> PROBLEM TO WORK ON:
Which lines run from the one containing "TARGET: green plastic spinning plate" to the end of the entries? Quote them exactly, and nothing else.

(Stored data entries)
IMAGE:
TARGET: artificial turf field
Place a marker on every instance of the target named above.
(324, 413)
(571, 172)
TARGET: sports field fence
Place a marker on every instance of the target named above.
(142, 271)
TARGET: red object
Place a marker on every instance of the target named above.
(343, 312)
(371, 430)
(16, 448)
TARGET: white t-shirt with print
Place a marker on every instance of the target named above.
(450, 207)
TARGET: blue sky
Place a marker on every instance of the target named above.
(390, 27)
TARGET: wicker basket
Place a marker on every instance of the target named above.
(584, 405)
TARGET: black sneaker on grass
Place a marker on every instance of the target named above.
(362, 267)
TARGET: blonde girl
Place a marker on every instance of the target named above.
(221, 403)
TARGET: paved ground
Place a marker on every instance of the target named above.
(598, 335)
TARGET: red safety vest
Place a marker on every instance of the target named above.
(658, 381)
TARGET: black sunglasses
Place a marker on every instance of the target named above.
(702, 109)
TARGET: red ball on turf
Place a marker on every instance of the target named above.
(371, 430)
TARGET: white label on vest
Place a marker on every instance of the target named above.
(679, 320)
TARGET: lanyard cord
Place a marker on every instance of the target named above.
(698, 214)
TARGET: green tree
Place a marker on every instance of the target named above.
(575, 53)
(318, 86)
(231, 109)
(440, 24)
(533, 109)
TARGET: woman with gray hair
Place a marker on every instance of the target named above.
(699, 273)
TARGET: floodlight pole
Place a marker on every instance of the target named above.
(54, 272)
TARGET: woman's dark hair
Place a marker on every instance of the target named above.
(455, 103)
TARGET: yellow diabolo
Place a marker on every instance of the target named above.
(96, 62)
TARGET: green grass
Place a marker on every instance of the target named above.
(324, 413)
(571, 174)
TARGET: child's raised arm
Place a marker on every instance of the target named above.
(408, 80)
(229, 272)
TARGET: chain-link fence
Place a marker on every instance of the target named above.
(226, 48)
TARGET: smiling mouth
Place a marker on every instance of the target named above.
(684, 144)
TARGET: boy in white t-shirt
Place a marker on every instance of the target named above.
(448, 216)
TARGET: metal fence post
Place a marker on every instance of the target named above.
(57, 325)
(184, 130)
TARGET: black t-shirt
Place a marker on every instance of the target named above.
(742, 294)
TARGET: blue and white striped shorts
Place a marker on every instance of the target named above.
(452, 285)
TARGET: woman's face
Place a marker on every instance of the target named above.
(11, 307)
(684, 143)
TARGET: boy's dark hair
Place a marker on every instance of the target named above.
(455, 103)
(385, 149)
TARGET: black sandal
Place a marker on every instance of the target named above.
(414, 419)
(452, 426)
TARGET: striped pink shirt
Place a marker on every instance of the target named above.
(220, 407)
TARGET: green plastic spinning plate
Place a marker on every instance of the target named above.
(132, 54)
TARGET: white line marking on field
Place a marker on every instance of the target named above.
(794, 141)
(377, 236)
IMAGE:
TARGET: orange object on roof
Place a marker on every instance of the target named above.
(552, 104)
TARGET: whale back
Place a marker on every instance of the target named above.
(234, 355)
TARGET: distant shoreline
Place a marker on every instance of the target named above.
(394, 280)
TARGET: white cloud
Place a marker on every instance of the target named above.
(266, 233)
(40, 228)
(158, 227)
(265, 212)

> ANSWER:
TARGET: green plastic spinning plate
Place a marker on every instance of the target named above.
(132, 54)
TARGET: white line marking on field
Place a marker on every instance of the target named above.
(794, 141)
(377, 236)
IMAGE:
TARGET: orange object on roof
Place a marker on every instance of the target named above.
(552, 104)
TARGET: whale back
Place a marker on every instance of the target named above.
(234, 355)
TARGET: distant shoreline
Place a marker on every instance of the target named above.
(394, 280)
TARGET: white cloud
Place a marker on every instance of the target named above.
(266, 233)
(40, 228)
(158, 227)
(265, 212)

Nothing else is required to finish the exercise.